## Document section

While Athens has so far been meeting its fiscal commitments, slashing the deficit at a fast pace, its banks continue to face challenges as the austerity-induced recession deepens and liquidity strains persist.
"The Greek banking system continues to face a challenging environment," Athens said on Friday in a progress report to EU authorities.
"The government has commissioned an in-depth study on the strategic options."
These might include mergers, local or cross-border, or capital injections, with the government keen on bigger banks with strong balance sheets and better access to capital markets to tackle the tough road to fiscal health.
With a debt load forecast to reach 149% of gross domestic product by 2013 and the economy likely to slump by around 4% this year as tax increases and cuts in wages and pensions take a toll, Athens is focused on financial stability.
The government has repeatedly called on banks to explore tie-ups to morph into bigger and stronger entities.
All Greece's six top lenders apart from ATEbank passed a pan-European stress test last month that showed they could cope with a rapid rise in non-performing loans. Although debt restructuring was not covered directly, the test results eased some investor concerns.
The government's stance has sparked takeover speculation, helping battered bank shares rally since mid-July when Piraeus Bank picked up the gauntlet and offered 701 million in cash to buy government stakes in ATEbank and Hellenic Postbank.
The government, which has said it will seriously consider the offer, is expected to name the investment banks it picked as advisers for the in-depth study next week, with Greek press saying they will be Lazard, HSBC and Deutsche Bank.
Analysts say talk of deals in the making is unlikely to go away as investors weigh possible match-making.

## What you have to do
Keep writing the news report on Greek banks and possible mergers, picking up right after its final sentence above.

## Listed records
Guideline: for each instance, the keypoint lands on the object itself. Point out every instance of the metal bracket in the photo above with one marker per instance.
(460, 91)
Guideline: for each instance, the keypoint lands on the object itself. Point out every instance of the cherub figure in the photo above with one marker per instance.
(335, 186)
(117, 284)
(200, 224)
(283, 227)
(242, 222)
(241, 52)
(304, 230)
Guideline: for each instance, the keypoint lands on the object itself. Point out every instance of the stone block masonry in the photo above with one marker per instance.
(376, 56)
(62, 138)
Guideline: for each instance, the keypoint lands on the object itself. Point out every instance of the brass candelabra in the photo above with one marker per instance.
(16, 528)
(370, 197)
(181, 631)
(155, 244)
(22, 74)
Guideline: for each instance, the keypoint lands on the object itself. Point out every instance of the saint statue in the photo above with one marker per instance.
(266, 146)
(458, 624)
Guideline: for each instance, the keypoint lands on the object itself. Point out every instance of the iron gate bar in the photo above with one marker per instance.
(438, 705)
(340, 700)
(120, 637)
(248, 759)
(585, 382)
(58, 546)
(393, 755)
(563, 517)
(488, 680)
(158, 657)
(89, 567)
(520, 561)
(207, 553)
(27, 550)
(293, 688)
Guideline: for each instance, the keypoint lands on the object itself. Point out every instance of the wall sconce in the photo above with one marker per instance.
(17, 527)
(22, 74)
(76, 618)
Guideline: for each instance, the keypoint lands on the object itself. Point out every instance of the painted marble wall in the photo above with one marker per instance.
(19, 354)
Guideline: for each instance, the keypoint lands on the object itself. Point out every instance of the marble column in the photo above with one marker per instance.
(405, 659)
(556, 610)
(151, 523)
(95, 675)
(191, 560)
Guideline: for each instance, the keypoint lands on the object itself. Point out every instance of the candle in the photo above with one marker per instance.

## The result
"We believe there is support for domestic consolidation from politicians, regulators and banks," said BofA Merrill Lynch analyst Johan Ekblom. "We view potential consolidation as a positive, it can both support earnings and at a later stage access to capital markets."
One top concern is banks' access to wholesale funding, which remains shut because of sovereign debt worries. This forces them to turn to the European Central Bank (ECB) to fund their maturing interbank liabilities.
The latest data from the Bank of Greece show banks made more use of the ECB's liquidity offerings since June, with total funding rising 2.6% to 96.2 bln euros in July — fast approaching 20% of the system's total assets.
To remedy pressures on the valuation of bonds Greek banks hand the ECB as collateral for funding, the government has pledged a new 25 bln euro tranche of guaranteed bonds to ensure sufficient loans from the lender of last resort.
This is in addition to a 10 bln euro capital support mechanism for its banks — the financial stability fund –that has already been enacted and will become operational by mid-September with its first tranche of funding.